------ RECORDS FOR THIS EXERCISE

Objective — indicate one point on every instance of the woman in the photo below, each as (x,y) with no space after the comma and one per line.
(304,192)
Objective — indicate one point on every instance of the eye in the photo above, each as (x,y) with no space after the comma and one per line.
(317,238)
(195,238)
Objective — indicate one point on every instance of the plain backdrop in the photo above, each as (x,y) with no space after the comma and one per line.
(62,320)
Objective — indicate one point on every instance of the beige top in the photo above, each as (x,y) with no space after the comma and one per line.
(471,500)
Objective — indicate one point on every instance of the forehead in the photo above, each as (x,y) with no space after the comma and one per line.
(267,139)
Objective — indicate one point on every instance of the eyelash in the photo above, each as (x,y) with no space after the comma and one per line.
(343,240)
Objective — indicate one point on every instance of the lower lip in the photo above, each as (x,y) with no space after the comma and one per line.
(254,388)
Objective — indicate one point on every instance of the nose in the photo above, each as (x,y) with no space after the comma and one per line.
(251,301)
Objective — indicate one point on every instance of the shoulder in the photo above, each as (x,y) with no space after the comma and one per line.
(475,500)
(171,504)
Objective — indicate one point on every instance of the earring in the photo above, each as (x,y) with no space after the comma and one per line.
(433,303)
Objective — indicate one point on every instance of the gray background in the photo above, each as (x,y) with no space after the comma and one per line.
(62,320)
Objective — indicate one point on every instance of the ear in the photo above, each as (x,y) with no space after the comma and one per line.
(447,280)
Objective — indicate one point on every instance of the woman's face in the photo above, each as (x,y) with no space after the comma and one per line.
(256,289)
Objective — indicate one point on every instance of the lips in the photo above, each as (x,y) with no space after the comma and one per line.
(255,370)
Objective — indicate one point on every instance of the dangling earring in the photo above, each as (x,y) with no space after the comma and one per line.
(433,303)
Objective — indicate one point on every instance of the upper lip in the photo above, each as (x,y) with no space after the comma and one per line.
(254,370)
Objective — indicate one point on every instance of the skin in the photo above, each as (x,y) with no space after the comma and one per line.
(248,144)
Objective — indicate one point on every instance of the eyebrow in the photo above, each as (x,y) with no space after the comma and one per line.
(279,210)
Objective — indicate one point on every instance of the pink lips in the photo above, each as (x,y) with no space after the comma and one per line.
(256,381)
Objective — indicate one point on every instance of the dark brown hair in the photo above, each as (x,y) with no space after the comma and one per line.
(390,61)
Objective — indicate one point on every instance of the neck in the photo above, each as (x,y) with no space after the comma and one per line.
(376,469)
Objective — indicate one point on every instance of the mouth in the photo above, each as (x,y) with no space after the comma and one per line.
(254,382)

------------

AIM OF THE EXERCISE:
Starting at the line that contains "of the ear in", output each remaining line of the listing, the last line included, exactly as it appears.

TASK SOLUTION:
Objective — indicate one point on every instance of the ear in the photo above, each as (x,y) with no space after the comma and one per line.
(447,280)
Objective — indicate one point on every instance of the woman's face in the photo above, each as (x,y) with no space after the comma and one per line.
(256,289)
Objective — indicate one point on every instance of the lips in the photo above, each as (x,y) with no space after the comma and one per line.
(255,370)
Objective — indicate one point on every instance of the dangling earring in the photo above, each as (x,y) with no space after the comma and one per line.
(433,303)
Objective — indicate one point on every instance of the upper lip in the photo above, each as (x,y) with no space after the comma and one per line.
(254,370)
Objective — indicate one point on every instance of the skin in the photo above, each as (x,y) with no space after the comma and one per line.
(248,144)
Objective — indicate one point on every instance of the eyebrow in the photo above, each as (x,y) with no space after the comma and one per line.
(279,210)
Objective — indicate one point on every instance of the pink lips in the photo above, each as (x,y) with no space after the comma and one per line.
(256,381)
Objective — indicate one point on every instance of the dark brown hair in the photo above, each as (x,y) with no space after the comma and one per line.
(390,61)
Objective — indicate one point on every instance of the neck in the photo above, each as (x,y) with no space after the comma and one per line.
(376,469)
Objective — indicate one point on every instance of the mouth in the photo above, each as (x,y) with no space after the comma and one per line.
(254,382)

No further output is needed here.